§ **Goal of the exercise**
Below are the records to retype. Keep every character exactly and leave out the pictures.

(Extracted records Opens)

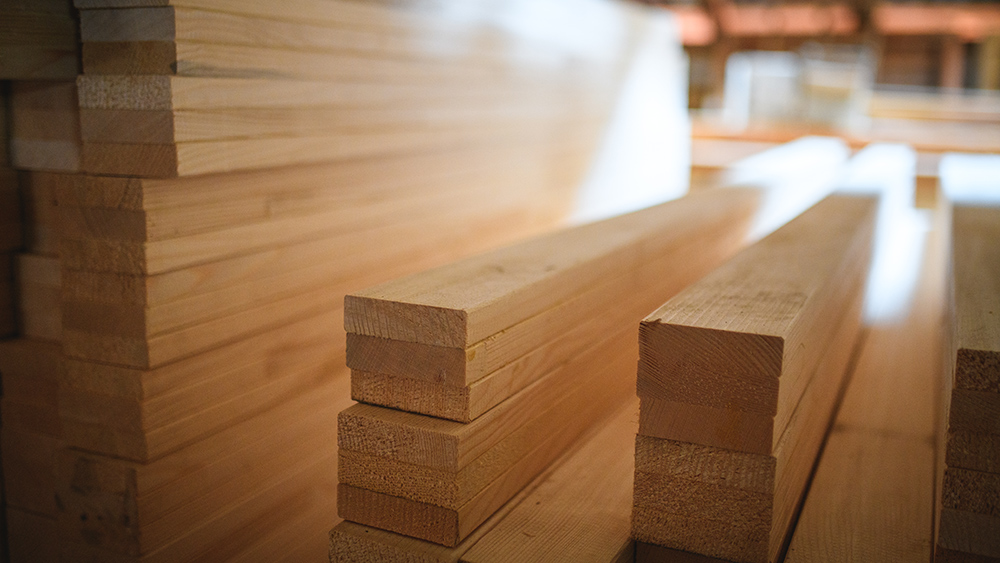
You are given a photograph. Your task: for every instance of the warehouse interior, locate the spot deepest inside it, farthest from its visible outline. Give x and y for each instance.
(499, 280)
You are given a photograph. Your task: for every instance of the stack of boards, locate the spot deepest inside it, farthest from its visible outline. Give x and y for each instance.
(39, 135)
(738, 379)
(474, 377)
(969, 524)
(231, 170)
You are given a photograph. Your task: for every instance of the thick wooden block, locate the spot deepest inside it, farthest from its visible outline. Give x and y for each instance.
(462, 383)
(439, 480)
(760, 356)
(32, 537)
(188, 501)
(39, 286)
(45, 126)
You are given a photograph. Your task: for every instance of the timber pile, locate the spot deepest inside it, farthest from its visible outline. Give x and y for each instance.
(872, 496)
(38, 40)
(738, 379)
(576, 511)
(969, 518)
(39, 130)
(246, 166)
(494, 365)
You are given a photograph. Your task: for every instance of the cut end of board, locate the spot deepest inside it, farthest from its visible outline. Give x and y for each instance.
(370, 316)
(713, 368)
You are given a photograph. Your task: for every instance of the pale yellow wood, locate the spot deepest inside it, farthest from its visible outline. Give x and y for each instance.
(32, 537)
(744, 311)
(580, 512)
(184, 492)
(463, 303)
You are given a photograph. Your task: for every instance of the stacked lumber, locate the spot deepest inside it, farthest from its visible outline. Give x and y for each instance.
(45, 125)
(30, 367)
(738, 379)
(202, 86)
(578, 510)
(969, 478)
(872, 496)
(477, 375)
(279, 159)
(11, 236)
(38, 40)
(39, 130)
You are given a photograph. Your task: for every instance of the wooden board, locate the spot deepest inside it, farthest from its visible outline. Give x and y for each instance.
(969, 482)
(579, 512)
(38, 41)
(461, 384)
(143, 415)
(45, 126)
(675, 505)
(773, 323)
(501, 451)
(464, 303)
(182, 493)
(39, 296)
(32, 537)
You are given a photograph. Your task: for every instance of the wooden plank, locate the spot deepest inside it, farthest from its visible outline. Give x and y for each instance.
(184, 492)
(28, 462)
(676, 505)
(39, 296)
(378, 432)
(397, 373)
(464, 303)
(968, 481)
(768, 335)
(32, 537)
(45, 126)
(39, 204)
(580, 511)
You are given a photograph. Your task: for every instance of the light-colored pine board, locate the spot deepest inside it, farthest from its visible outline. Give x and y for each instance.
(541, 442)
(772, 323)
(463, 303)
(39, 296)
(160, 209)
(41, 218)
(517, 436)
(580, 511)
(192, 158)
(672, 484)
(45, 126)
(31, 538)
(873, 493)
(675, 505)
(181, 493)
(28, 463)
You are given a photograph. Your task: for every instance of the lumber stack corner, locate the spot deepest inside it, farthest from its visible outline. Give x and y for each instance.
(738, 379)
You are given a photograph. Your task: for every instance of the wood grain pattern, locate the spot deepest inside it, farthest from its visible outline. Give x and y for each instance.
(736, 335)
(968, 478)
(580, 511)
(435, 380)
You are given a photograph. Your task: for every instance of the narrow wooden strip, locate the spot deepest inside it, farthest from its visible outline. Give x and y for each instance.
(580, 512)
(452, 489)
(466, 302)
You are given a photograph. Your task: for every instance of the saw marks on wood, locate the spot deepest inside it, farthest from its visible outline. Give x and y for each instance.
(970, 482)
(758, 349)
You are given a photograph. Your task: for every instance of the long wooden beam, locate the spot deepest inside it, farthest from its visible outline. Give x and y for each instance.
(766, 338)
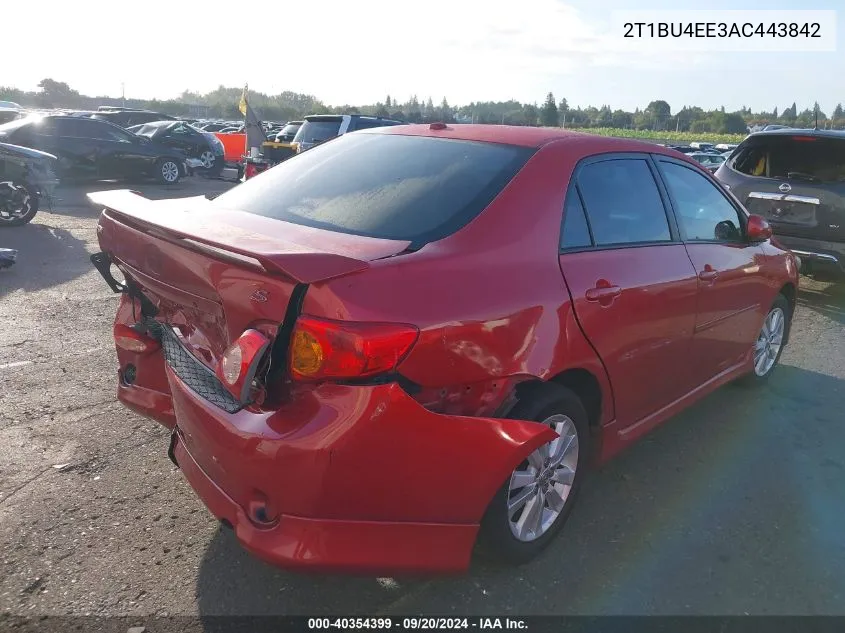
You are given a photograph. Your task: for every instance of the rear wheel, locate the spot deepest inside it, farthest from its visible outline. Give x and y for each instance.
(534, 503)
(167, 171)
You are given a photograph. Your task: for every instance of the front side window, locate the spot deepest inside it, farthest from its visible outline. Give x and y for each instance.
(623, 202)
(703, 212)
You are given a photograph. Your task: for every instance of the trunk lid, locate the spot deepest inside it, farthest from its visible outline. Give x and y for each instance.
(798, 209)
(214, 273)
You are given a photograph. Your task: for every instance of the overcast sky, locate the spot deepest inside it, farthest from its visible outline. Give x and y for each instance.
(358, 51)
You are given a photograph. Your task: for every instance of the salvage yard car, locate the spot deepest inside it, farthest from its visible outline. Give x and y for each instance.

(Extracted records Closes)

§ **Answer section**
You are given a photograph. Your task: for every instance of the warehouse interior, locate the spot deepest inside it, farthest from its visible outline. Give x and y for each instance.
(499, 280)
You are given a photograph. Your task: for every instance of the stack of boards, locate the spot deepest inside it, farthest from its visible outline. Give x and y for each instance.
(39, 135)
(738, 379)
(474, 377)
(969, 524)
(231, 170)
You are given a photograph. Your task: for every instance of the thick wooden block, locate the spot deepest inside it, farthest from its visible outline. Give x and y for each instance.
(462, 383)
(439, 480)
(760, 356)
(32, 537)
(188, 501)
(39, 286)
(45, 126)
You are given a photograph. Your task: for every instance of the timber pile, locate the spot deepest inside it, farthest from its visible outline. Give x and y for each instance.
(872, 496)
(38, 40)
(738, 379)
(576, 511)
(969, 518)
(39, 130)
(246, 166)
(494, 365)
You are given a photograph. Your task: for every instance of the cut end of board, locate the spot deepest inside it, farthest from its visible outline. Give x and y for each instance.
(370, 316)
(713, 368)
You are given a photograph. Your task: for every instance of the pale yellow wood, locate the spot deepest inside it, farthest from its visible outline. Give x and y for each instance.
(32, 537)
(744, 311)
(580, 512)
(184, 492)
(463, 303)
You are given a photograph. Your task: for every instance of the stacked lumber, locate the spot deepest inside it, farthest from its visible outline. Give x and y for each instance.
(45, 125)
(30, 367)
(738, 379)
(202, 86)
(578, 510)
(969, 478)
(872, 496)
(477, 375)
(279, 159)
(11, 236)
(38, 40)
(39, 130)
You are given a photograph. Your task: for every instance of the wooden board, locate the spot deepest inside it, farthest from its visible outline. Give x and y for each instance.
(969, 482)
(579, 512)
(38, 41)
(461, 384)
(143, 415)
(45, 126)
(675, 505)
(773, 323)
(501, 451)
(464, 303)
(182, 493)
(39, 296)
(32, 537)
You are given a photograph. Your task: for every instance of the wooden plank, locate the spot deepest inside it, farthest from its visible outline. Give x and y for each instance.
(184, 492)
(28, 462)
(676, 505)
(39, 296)
(378, 432)
(397, 373)
(464, 303)
(968, 481)
(768, 335)
(32, 537)
(45, 126)
(39, 204)
(580, 511)
You are given a photograph. Your task: for every instance of the light-colored pine board, locate the spot deepest inside it, farthest from its visible outline. Give x and y for each instance.
(541, 442)
(772, 323)
(463, 303)
(39, 296)
(160, 209)
(41, 218)
(517, 436)
(580, 511)
(192, 158)
(672, 484)
(45, 126)
(31, 538)
(873, 493)
(675, 505)
(181, 493)
(28, 463)
You are given a photograph. Your task: for every instance of the lumber stack corner, locate the spot deepest inside it, farthest from its visible outline. Give x and y for each instance.
(738, 379)
You are given a photograph. Your task: for every instance of the wood grain pattern, locate the spot deepest inside it, farthest from its visible outline. Give x and y for each instance.
(736, 335)
(968, 478)
(580, 511)
(435, 380)
You are given a photograph. Your task: for every instance of the narrow wooden strip, locate the spot deepest inside it, farthest from its visible outline. Give x and y for each instance.
(580, 512)
(452, 489)
(466, 302)
You are given a photograph. Your task: for every instance of the saw marks on wood, locate the spot deepest inside it, farthest from its visible outline. Give x and y for each instance.
(970, 482)
(758, 349)
You are given a photograph. Your task: for every instance of the long wooden beam, locate the spot deepest inside it, farthest from its visible outline. Give x and y for each instance.
(766, 338)
You are given a photograph. Your task: for every instance of the rear wheel, locate the spot deepest inside it, farthest from its visible outline. Give x and y for each instance.
(534, 503)
(167, 171)
You are given a photograph. Your task: for every instance of the front side window, locate the spot deepest inside it, farthest from its visible outline. Give x and y for each instance.
(623, 202)
(703, 212)
You are given a photograph. Your task: for every instance of the trunk lid, locate the spot deepest inside it, farthest from its visible outline. Give x and y for each instance.
(798, 209)
(214, 273)
You are given a photograph. Your task: for every instance of the overcast sky, locate the spot deepest inside it, farthest from its visible outline. Give x and y for each instance.
(358, 51)
You are given a photograph. Your task: for every instance of the salvage yard car, locate the spot deepest inside it, farthest from its visible outline. Give x and y for each instance.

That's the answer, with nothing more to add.